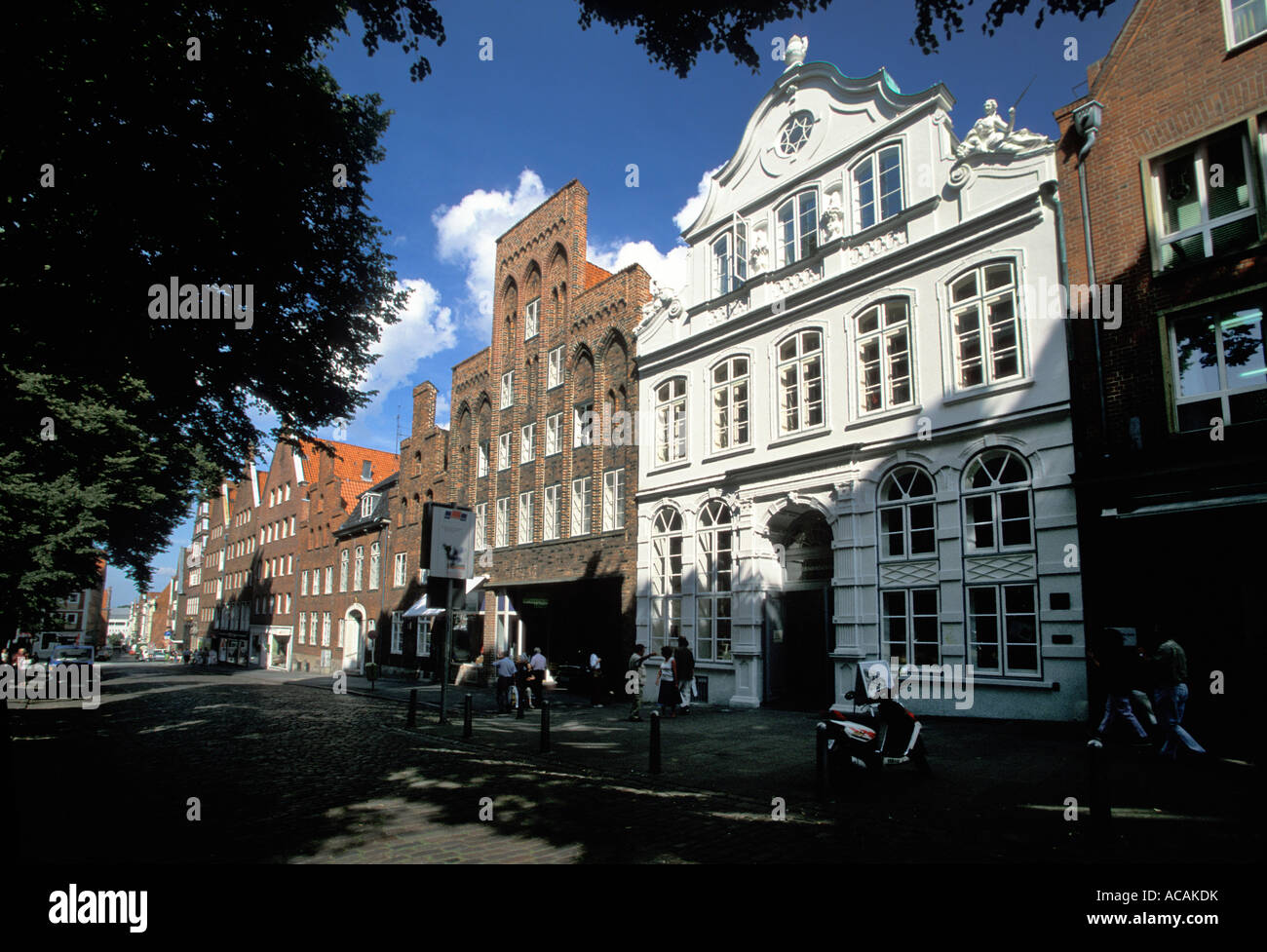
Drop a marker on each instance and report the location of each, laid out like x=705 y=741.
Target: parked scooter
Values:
x=877 y=733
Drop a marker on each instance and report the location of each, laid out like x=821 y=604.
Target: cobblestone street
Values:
x=289 y=774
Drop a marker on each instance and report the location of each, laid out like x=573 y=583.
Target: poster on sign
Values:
x=452 y=542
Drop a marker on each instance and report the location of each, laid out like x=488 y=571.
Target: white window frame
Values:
x=872 y=162
x=802 y=385
x=613 y=500
x=554 y=433
x=531 y=318
x=524 y=525
x=501 y=521
x=507 y=389
x=554 y=368
x=671 y=420
x=1229 y=24
x=527 y=443
x=550 y=513
x=582 y=506
x=503 y=451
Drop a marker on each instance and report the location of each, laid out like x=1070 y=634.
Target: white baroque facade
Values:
x=858 y=440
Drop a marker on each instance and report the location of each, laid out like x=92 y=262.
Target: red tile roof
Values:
x=594 y=275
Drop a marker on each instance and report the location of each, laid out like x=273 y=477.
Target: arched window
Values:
x=996 y=503
x=907 y=524
x=671 y=420
x=801 y=381
x=730 y=404
x=714 y=561
x=885 y=356
x=666 y=579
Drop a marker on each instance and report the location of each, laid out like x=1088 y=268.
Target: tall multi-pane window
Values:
x=907 y=520
x=1205 y=195
x=550 y=513
x=666 y=579
x=996 y=503
x=554 y=435
x=524 y=528
x=730 y=259
x=532 y=320
x=878 y=186
x=714 y=547
x=908 y=626
x=1002 y=629
x=480 y=527
x=671 y=420
x=730 y=404
x=583 y=424
x=801 y=381
x=986 y=325
x=527 y=443
x=885 y=356
x=501 y=520
x=797 y=228
x=582 y=506
x=613 y=500
x=1219 y=366
x=554 y=368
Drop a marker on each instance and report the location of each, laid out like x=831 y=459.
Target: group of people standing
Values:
x=527 y=675
x=675 y=680
x=1124 y=666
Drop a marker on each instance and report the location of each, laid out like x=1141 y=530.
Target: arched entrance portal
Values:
x=798 y=631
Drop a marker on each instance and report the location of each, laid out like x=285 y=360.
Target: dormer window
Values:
x=878 y=186
x=797 y=236
x=730 y=259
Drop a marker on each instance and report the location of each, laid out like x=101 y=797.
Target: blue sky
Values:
x=480 y=142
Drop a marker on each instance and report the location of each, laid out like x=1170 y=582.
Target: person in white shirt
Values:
x=595 y=680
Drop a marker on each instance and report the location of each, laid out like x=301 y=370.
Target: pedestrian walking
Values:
x=637 y=665
x=537 y=665
x=505 y=668
x=667 y=680
x=1170 y=698
x=595 y=680
x=1116 y=663
x=684 y=663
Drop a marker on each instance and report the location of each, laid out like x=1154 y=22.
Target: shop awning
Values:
x=419 y=609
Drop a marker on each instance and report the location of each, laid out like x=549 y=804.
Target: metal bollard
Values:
x=820 y=756
x=655 y=742
x=1101 y=815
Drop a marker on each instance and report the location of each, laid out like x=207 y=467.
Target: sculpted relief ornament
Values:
x=992 y=135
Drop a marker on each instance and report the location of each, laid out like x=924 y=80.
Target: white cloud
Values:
x=670 y=270
x=425 y=328
x=468 y=235
x=688 y=212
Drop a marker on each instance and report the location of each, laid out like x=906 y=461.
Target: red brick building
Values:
x=1162 y=180
x=544 y=445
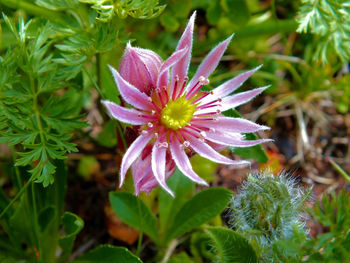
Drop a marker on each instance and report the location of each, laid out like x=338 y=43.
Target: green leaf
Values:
x=231 y=247
x=134 y=212
x=183 y=189
x=201 y=208
x=108 y=254
x=256 y=152
x=72 y=224
x=213 y=12
x=169 y=22
x=237 y=11
x=45 y=217
x=181 y=258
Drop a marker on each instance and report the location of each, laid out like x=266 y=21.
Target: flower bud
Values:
x=269 y=208
x=140 y=67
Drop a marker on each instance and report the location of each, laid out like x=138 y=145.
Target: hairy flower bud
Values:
x=268 y=209
x=140 y=67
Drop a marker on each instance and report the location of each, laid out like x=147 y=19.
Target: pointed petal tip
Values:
x=258 y=67
x=264 y=128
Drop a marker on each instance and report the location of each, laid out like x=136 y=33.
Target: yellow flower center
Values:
x=177 y=114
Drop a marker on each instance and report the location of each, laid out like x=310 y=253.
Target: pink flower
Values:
x=175 y=117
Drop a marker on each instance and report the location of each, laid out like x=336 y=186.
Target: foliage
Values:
x=141 y=9
x=330 y=20
x=267 y=209
x=33 y=115
x=331 y=212
x=52 y=52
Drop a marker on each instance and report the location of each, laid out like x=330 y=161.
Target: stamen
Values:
x=191 y=133
x=147 y=116
x=162 y=144
x=207 y=106
x=201 y=81
x=205 y=114
x=166 y=95
x=176 y=84
x=156 y=106
x=158 y=92
x=202 y=119
x=186 y=144
x=200 y=98
x=183 y=87
x=203 y=134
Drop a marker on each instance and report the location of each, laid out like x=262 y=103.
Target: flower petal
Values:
x=180 y=69
x=183 y=163
x=228 y=140
x=163 y=72
x=131 y=94
x=158 y=166
x=233 y=84
x=132 y=153
x=207 y=152
x=210 y=62
x=144 y=64
x=231 y=124
x=123 y=114
x=240 y=98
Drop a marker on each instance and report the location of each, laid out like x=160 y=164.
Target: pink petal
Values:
x=240 y=98
x=210 y=62
x=228 y=140
x=183 y=163
x=231 y=124
x=123 y=114
x=181 y=67
x=141 y=172
x=158 y=166
x=232 y=84
x=206 y=151
x=144 y=64
x=163 y=72
x=131 y=94
x=132 y=153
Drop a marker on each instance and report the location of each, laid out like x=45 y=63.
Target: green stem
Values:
x=120 y=131
x=33 y=9
x=139 y=243
x=95 y=84
x=35 y=108
x=31 y=179
x=267 y=28
x=35 y=220
x=340 y=170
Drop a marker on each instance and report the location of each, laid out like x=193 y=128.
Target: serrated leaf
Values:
x=198 y=210
x=108 y=254
x=134 y=213
x=183 y=189
x=237 y=11
x=72 y=224
x=231 y=247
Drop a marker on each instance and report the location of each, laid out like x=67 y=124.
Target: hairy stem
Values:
x=33 y=9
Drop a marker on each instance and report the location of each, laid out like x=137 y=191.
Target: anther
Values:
x=203 y=80
x=203 y=134
x=186 y=144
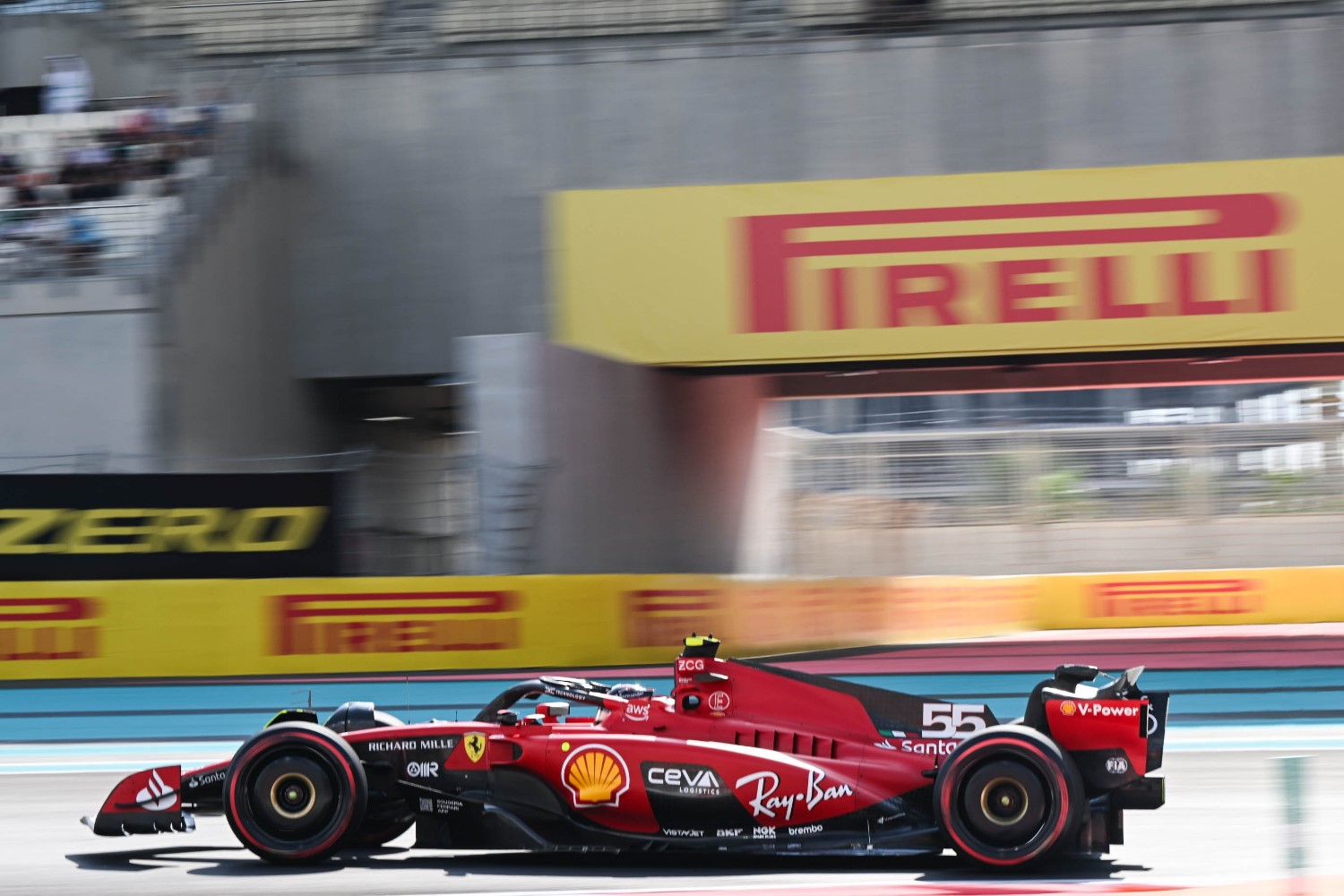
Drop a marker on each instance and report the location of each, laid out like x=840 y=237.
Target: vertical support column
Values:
x=505 y=408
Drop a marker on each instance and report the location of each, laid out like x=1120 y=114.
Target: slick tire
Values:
x=1008 y=797
x=386 y=818
x=295 y=793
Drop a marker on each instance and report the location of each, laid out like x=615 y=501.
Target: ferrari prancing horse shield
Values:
x=475 y=745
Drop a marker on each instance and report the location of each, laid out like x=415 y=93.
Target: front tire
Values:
x=1008 y=797
x=295 y=791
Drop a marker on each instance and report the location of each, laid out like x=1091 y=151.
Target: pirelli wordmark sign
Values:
x=167 y=525
x=1047 y=261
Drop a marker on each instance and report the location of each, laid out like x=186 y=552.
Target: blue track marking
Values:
x=231 y=711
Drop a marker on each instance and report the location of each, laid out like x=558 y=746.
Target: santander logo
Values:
x=156 y=796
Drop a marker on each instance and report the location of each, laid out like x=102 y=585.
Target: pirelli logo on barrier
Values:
x=1177 y=598
x=839 y=247
x=48 y=629
x=953 y=266
x=398 y=622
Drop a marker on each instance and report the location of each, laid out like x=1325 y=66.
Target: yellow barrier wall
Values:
x=296 y=626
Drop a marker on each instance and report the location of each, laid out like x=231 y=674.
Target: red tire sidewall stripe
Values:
x=266 y=745
x=945 y=802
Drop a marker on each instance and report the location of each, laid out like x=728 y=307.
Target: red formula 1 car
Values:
x=741 y=756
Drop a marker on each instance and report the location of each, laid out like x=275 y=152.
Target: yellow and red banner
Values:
x=1045 y=261
x=298 y=626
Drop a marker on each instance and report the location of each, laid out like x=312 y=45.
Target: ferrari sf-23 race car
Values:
x=742 y=756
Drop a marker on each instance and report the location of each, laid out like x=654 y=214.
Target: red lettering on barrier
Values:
x=773 y=246
x=400 y=622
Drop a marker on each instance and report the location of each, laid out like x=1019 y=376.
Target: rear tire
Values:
x=295 y=791
x=386 y=817
x=1008 y=797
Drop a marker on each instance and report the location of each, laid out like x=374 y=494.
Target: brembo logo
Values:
x=1198 y=597
x=401 y=622
x=656 y=618
x=919 y=284
x=26 y=530
x=48 y=629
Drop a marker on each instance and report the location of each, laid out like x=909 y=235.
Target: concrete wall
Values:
x=117 y=70
x=228 y=386
x=648 y=470
x=1230 y=541
x=421 y=193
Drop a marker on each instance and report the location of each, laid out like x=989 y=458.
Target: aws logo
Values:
x=596 y=777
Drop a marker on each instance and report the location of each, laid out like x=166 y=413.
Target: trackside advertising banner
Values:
x=296 y=626
x=167 y=525
x=997 y=263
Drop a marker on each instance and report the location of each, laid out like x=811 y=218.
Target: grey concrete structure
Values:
x=117 y=69
x=422 y=193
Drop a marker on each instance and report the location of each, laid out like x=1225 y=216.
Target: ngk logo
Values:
x=1101 y=710
x=903 y=260
x=48 y=629
x=406 y=622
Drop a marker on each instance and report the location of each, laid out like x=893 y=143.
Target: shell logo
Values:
x=596 y=777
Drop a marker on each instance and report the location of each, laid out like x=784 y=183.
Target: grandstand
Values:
x=276 y=214
x=99 y=193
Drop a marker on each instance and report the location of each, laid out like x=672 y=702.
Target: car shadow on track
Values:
x=234 y=861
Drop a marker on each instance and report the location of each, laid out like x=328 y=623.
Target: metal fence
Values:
x=118 y=191
x=1066 y=498
x=295 y=26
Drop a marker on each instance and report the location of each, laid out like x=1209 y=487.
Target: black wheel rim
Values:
x=1005 y=805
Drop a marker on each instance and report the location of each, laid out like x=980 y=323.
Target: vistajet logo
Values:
x=659 y=616
x=402 y=622
x=921 y=282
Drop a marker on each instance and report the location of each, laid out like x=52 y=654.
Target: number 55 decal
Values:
x=953 y=719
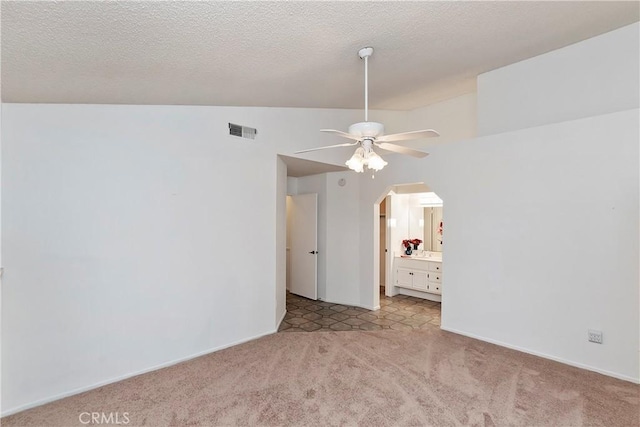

● ● ●

-- EXERCISE BRIEF --
Format the data from its start through the line holding "x=503 y=451", inclusive, as a JSON list of strings with one string per line and no blank lines, leaving out the pictures.

-- FINISHED EXERCISE --
[
  "Drop a marker on each instance and report the location of each, laid out like x=705 y=741.",
  "Target: parked scooter",
  "Values:",
  "x=877 y=733",
  "Drop a marker on each instance and report the location of each, laid out like x=821 y=604.",
  "Target: cobblestone street",
  "Values:",
  "x=289 y=774",
  "Drop a marker on each instance and report the location of each, laid out like x=573 y=583.",
  "Target: poster on sign",
  "Values:",
  "x=452 y=542",
  "Drop a marker on each instance and report the location of each, laid out like x=488 y=571.",
  "Target: white window frame",
  "Values:",
  "x=872 y=162",
  "x=802 y=385",
  "x=613 y=500",
  "x=554 y=433",
  "x=531 y=318",
  "x=524 y=525",
  "x=501 y=521",
  "x=507 y=389",
  "x=554 y=368",
  "x=671 y=420",
  "x=1229 y=24",
  "x=527 y=443",
  "x=550 y=513",
  "x=582 y=506",
  "x=503 y=451"
]